YOUR GOAL: If the records include pictures, omit them and set down everything else verbatim.

RECORDS:
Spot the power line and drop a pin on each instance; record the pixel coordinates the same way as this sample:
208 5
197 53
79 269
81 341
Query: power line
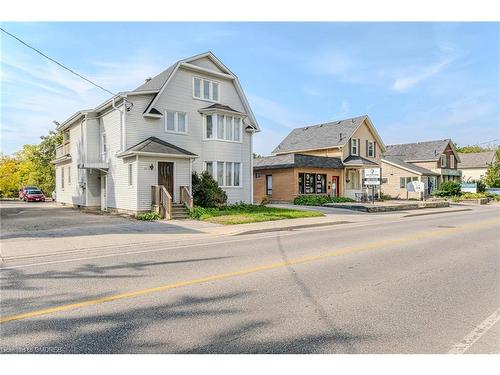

ANSWER TO THE EXERCISE:
Spot the power line and drop a pin on each instance; record the pixel coordinates the same way as this sample:
208 5
197 53
79 269
81 341
Query: power line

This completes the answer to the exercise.